        * Dropout: Randomly resets a specified faction of the input units to 0 to prevent overfitting
    * Results:
        * Epoch: Full sweep through the training data
        * Binary Cross-Entropy: Expresses how well a classification model producing probabilities performs.
        * Time: Amount of time spent on the epoch
        * Acc: Accuracy of the model during training
* Temporal Filtering:
    * Like Spatial Filtering but with information from the past
        * The depth here extends across the horizontal direction of a timeline.
* Recurrent Neural Networks (RNN):
    * Similairities to CNN:
        * Selection process boils down to learning weight matrices
        * Emphasis/de-emphasis of certain aspects of the info
    * RNNs memorize the decisions made in the past!

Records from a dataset
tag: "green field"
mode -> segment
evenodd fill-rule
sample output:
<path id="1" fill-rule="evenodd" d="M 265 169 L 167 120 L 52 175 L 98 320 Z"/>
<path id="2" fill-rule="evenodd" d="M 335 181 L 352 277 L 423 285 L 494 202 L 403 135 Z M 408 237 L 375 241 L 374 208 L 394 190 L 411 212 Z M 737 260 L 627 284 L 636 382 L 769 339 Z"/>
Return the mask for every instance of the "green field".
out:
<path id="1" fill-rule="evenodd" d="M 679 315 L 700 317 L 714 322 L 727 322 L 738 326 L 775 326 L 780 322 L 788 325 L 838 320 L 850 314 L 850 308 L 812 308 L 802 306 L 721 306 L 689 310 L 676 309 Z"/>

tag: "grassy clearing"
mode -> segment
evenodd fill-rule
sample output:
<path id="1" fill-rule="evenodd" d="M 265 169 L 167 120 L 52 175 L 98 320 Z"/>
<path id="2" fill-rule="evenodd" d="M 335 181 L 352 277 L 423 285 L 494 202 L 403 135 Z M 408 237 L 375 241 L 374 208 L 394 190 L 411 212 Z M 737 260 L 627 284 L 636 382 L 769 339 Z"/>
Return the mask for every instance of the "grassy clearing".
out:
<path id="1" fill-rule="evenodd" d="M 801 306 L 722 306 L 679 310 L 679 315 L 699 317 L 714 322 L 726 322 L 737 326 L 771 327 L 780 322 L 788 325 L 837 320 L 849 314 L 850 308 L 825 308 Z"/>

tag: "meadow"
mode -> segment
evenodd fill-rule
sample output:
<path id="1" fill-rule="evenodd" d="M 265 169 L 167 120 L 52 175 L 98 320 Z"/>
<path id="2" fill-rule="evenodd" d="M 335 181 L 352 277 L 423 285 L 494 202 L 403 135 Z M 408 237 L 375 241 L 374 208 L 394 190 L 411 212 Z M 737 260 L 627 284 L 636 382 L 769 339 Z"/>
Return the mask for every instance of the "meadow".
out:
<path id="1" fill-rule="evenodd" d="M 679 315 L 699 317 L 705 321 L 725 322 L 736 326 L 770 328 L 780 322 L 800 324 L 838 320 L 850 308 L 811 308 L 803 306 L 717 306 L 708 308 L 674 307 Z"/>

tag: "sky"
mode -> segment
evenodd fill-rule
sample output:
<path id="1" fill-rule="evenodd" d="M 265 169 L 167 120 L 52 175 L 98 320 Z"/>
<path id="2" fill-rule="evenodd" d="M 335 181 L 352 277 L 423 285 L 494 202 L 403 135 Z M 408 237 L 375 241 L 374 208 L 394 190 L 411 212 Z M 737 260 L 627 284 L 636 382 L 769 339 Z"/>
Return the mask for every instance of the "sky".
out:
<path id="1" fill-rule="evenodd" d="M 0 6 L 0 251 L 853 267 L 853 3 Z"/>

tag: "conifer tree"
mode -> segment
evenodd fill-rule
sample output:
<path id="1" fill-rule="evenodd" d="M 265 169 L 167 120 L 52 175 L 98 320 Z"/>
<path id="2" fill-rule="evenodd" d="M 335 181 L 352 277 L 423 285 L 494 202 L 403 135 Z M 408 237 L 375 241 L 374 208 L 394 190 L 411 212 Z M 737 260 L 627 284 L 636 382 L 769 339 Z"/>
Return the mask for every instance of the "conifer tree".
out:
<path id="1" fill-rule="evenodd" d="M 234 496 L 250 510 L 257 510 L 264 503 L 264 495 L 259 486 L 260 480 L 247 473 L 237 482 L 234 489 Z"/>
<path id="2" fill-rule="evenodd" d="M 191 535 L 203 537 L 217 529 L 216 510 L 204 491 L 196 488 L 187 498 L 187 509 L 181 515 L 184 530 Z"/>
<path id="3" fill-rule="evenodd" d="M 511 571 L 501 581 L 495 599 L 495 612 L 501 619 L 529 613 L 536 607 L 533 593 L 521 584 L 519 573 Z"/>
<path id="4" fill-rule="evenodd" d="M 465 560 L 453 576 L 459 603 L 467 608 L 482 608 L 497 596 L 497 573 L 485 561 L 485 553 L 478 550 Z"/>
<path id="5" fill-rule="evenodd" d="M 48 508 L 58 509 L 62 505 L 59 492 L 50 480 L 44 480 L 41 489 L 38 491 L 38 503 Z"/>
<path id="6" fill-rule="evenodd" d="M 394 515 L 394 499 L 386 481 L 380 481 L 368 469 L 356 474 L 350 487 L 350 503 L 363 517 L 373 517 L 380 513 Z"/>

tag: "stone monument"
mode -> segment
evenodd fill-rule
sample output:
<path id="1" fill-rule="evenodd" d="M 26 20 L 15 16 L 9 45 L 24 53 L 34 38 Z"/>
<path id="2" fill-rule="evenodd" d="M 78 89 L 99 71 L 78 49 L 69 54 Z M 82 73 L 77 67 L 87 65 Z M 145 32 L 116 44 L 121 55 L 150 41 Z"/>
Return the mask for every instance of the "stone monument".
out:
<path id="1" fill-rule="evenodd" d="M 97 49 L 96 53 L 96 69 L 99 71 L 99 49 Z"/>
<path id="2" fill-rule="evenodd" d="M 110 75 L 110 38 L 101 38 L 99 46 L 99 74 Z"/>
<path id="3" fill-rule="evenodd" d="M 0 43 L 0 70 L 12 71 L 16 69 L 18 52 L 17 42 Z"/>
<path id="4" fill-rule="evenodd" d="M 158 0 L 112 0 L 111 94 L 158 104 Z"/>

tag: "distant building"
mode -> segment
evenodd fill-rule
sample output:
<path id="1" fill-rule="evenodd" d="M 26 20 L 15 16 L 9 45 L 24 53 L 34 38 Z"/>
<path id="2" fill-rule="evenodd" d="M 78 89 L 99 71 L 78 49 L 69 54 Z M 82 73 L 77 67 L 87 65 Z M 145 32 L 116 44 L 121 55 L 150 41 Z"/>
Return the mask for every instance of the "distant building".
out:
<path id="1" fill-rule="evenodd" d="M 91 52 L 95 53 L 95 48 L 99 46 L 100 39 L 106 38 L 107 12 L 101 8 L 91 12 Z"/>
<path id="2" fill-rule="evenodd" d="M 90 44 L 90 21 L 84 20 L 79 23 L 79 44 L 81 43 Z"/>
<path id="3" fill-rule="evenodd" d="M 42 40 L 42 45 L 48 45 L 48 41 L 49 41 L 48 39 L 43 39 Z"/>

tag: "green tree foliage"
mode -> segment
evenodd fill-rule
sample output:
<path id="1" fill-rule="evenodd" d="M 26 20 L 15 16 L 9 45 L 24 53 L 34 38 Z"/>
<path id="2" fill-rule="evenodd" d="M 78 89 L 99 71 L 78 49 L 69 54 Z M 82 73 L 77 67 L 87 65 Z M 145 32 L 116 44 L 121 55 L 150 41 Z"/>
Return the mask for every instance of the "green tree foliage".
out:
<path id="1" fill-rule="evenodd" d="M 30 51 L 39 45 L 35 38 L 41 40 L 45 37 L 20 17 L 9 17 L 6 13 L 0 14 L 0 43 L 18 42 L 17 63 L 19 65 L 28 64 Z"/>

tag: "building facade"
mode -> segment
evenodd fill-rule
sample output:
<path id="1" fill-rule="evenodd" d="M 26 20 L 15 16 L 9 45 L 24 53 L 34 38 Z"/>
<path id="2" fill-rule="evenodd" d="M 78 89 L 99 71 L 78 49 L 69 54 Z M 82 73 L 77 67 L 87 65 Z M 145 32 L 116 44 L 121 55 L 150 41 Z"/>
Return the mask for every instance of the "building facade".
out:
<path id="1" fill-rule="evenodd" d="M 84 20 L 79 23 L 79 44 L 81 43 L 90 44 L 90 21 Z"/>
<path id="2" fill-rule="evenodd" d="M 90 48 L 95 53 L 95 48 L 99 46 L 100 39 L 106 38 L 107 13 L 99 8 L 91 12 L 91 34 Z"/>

...

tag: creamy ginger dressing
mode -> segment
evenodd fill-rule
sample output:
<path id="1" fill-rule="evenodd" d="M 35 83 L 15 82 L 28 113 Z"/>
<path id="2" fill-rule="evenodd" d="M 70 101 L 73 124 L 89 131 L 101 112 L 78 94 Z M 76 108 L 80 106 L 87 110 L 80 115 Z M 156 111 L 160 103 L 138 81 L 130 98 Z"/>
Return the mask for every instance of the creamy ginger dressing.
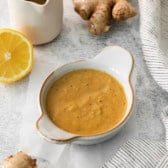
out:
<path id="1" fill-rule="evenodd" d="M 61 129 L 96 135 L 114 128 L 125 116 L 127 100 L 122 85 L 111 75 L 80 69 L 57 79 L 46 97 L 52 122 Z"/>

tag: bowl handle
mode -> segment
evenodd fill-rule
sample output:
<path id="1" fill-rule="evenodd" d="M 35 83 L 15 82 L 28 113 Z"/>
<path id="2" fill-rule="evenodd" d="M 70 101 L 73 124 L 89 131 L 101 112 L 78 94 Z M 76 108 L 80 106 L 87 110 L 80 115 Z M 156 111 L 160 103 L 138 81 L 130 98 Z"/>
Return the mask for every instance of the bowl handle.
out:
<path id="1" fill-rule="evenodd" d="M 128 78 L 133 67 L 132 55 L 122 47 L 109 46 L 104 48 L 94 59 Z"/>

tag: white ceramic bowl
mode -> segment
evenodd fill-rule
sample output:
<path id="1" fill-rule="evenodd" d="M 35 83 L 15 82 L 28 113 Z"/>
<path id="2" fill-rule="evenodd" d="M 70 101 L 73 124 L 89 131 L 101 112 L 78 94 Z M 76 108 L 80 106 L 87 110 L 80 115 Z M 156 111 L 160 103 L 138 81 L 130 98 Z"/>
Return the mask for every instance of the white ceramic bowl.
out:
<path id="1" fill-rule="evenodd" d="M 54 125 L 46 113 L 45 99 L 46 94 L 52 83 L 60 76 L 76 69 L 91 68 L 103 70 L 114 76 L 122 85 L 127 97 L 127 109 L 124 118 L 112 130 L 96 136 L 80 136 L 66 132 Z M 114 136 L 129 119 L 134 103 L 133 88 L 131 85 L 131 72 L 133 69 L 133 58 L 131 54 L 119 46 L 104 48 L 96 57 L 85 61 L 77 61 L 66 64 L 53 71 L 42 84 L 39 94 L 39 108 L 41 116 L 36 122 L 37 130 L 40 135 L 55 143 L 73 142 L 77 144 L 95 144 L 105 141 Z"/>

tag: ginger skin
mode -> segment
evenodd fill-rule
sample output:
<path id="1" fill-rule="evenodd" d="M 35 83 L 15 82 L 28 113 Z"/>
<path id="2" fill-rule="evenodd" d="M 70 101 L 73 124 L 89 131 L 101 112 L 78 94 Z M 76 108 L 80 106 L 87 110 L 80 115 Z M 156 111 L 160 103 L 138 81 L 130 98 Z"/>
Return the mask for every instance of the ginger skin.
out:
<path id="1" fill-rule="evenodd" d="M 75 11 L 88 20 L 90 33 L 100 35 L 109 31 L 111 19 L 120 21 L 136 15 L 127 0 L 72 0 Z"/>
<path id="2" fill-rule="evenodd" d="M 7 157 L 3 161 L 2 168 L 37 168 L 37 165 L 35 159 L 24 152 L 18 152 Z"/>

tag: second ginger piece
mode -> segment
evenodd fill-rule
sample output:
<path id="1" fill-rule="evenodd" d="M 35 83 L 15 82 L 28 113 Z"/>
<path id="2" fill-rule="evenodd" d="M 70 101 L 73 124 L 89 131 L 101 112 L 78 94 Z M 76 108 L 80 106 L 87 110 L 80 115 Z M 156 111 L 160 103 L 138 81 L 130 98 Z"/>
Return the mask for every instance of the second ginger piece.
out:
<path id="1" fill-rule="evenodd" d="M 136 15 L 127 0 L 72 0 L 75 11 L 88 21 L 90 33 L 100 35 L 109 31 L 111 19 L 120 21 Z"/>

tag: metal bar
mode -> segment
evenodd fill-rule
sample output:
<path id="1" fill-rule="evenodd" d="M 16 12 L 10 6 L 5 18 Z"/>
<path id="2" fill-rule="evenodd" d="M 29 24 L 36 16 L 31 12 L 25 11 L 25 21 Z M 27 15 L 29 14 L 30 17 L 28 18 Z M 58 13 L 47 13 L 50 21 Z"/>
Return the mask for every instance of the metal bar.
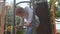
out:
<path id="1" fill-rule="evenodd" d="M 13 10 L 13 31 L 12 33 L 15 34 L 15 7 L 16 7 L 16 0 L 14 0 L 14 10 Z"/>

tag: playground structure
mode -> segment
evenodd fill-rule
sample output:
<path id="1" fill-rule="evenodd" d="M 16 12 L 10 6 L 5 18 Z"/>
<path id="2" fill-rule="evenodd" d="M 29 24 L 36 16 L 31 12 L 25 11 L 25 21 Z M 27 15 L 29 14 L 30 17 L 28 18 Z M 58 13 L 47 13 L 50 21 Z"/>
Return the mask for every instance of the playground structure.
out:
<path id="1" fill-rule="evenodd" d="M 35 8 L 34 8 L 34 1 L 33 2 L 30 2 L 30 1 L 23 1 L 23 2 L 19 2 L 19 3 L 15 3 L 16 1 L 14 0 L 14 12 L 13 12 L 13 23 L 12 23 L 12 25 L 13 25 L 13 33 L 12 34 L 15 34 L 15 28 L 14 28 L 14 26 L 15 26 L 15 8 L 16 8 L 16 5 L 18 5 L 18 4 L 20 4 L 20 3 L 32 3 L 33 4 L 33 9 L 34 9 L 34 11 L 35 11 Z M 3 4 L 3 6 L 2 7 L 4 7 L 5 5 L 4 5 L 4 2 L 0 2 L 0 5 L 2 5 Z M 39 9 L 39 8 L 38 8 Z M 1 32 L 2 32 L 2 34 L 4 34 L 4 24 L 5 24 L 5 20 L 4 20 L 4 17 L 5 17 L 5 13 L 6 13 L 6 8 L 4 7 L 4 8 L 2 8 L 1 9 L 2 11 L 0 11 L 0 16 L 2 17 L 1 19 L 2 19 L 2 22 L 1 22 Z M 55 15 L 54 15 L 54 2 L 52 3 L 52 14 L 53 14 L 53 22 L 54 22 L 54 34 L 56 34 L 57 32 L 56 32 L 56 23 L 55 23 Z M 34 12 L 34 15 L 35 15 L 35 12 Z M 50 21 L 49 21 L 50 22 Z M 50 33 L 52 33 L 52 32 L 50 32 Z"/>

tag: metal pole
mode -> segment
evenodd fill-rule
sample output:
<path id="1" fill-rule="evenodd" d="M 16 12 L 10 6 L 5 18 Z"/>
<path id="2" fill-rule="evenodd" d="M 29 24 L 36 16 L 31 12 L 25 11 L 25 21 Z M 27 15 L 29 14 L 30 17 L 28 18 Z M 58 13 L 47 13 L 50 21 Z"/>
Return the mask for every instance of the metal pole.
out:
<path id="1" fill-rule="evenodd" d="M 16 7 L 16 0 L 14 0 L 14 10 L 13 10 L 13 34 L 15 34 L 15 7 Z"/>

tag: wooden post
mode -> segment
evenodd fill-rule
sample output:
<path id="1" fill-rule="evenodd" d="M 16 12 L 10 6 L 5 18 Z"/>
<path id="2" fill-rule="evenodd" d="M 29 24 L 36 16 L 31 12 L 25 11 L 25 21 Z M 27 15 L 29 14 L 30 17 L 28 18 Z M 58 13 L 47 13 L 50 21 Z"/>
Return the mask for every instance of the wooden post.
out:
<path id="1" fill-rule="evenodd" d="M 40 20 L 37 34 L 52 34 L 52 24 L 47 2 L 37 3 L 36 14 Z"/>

...

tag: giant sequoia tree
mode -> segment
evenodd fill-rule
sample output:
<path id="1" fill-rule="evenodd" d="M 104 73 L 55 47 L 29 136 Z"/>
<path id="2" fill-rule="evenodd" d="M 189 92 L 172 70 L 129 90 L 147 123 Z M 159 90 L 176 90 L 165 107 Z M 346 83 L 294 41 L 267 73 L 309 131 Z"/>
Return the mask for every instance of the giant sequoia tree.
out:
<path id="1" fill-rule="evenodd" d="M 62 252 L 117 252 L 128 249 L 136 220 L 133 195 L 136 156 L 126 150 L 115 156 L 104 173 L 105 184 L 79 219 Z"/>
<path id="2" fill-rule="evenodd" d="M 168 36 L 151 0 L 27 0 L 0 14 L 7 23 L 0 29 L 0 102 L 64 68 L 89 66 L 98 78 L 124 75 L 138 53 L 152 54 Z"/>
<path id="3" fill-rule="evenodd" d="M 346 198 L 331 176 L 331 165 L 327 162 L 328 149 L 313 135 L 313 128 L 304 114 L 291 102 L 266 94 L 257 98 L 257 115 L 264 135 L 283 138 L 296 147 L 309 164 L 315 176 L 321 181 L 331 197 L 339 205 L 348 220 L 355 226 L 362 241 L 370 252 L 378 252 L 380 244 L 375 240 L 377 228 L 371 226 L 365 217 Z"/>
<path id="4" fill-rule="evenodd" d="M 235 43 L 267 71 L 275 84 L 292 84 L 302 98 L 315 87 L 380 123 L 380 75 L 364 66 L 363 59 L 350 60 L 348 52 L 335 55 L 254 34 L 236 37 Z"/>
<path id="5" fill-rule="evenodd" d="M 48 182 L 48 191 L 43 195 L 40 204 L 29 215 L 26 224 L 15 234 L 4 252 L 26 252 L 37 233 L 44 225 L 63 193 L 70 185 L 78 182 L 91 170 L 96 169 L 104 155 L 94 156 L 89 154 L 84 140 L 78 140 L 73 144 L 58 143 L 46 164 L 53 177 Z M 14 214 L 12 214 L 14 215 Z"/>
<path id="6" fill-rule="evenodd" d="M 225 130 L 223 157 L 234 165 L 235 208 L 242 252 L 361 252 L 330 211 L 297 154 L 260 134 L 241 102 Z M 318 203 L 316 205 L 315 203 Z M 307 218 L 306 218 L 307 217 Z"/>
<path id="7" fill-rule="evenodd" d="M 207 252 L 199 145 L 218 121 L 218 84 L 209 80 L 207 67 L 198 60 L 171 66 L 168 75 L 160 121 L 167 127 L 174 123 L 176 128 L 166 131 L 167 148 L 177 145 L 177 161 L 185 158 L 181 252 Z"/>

◆ Work to complete
a – In the neural network notes, condense the section beginning "Recurrent Neural Networks (RNN):" into a single sentence that keeps its main facts.
b – Answer these questions from the neural network notes:
(i) What does "Time" describe among the results?
(ii) What does temporal filtering add compared with spatial filtering?
(iii) What do RNNs memorize?
c – According to the neural network notes, why does dropout randomly reset some of the input units to 0?
The data has nothing to do with the tasks.

◆ Your written answers
a – Like CNNs, recurrent neural networks select by learning weight matrices and emphasize or de-emphasize certain aspects of the information, but RNNs also memorize the decisions made in the past.

b –
(i) The amount of time spent on the epoch.
(ii) Information from the past.
(iii) The decisions made in the past.

c – Dropout randomly sets a specified portion of the input units to 0 to prevent overfitting.